Items from a labeling collection

-- Start --

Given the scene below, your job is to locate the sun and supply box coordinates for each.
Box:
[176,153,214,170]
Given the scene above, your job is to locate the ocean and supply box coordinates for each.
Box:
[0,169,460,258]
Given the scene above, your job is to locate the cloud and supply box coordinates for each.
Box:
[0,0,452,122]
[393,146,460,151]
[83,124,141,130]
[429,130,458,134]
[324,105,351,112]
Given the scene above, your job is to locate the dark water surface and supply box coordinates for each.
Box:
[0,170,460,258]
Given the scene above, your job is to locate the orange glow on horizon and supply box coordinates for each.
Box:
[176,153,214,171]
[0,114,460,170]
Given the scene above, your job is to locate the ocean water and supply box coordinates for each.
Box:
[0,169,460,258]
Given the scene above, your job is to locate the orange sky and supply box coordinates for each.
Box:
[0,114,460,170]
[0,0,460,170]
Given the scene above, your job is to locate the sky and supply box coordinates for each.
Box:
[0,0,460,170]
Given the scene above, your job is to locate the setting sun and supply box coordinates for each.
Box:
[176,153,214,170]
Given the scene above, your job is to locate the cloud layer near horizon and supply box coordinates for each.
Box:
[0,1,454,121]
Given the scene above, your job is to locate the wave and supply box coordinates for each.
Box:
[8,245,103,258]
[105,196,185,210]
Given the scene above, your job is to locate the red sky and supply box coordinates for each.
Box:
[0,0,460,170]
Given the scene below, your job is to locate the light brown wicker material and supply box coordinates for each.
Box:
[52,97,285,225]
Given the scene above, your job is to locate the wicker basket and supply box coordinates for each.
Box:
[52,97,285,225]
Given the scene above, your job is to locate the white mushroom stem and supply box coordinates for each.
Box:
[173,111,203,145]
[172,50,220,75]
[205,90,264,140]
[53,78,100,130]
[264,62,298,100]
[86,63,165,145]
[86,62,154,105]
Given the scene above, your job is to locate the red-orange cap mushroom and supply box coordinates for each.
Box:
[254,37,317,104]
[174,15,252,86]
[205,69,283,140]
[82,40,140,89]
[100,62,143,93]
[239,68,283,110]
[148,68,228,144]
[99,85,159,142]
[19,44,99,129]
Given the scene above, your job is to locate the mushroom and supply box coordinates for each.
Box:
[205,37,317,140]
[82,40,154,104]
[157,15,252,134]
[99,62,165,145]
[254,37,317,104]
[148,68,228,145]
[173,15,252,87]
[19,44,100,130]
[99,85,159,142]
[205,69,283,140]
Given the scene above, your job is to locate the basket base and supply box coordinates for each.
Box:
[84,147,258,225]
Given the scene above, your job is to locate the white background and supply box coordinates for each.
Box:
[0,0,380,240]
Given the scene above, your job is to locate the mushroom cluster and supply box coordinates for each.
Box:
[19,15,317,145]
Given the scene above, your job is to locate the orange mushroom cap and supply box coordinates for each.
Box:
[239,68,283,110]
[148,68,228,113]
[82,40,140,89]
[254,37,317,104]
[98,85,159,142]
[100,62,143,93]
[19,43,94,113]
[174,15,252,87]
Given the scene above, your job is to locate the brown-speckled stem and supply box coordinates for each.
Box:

-- End --

• Stated exercise:
Please turn the data from the line containing "mushroom stem and supply box coordinates for each." down through the line containing "[84,147,258,225]" into a two-column CSV with the columns text and answer, one row for each text and its answer. Put each value in one quoted field, with its line breaks replaced by spaces.

• Exercise answer:
text,answer
"Given the scene above, your job is to locate the white mushroom stem and supply box coordinates for each. Box:","[173,111,203,145] [172,50,220,75] [205,90,264,140] [53,78,100,130] [264,62,298,100] [86,63,165,145] [86,62,154,105]"
"Given the scene above, your job is to locate the red-orange cap mushroom and supply box coordinates for each. Box:","[254,37,317,104] [174,15,252,86] [205,69,283,140] [82,40,140,89] [100,62,143,93] [239,68,283,110] [148,68,228,144] [99,85,159,142] [19,44,99,129]"
"Given the scene above, your job is to locate the mushroom and supply box coordinates for each. Box:","[205,37,317,140] [82,40,154,104] [157,15,252,134] [99,62,165,145] [254,37,317,104] [148,68,228,145] [173,15,252,87] [19,44,100,130] [99,85,159,142] [205,69,283,140]"
"Given the scene above, your job is to locate the basket base and supply box coordinates for each. Box:","[84,147,258,225]"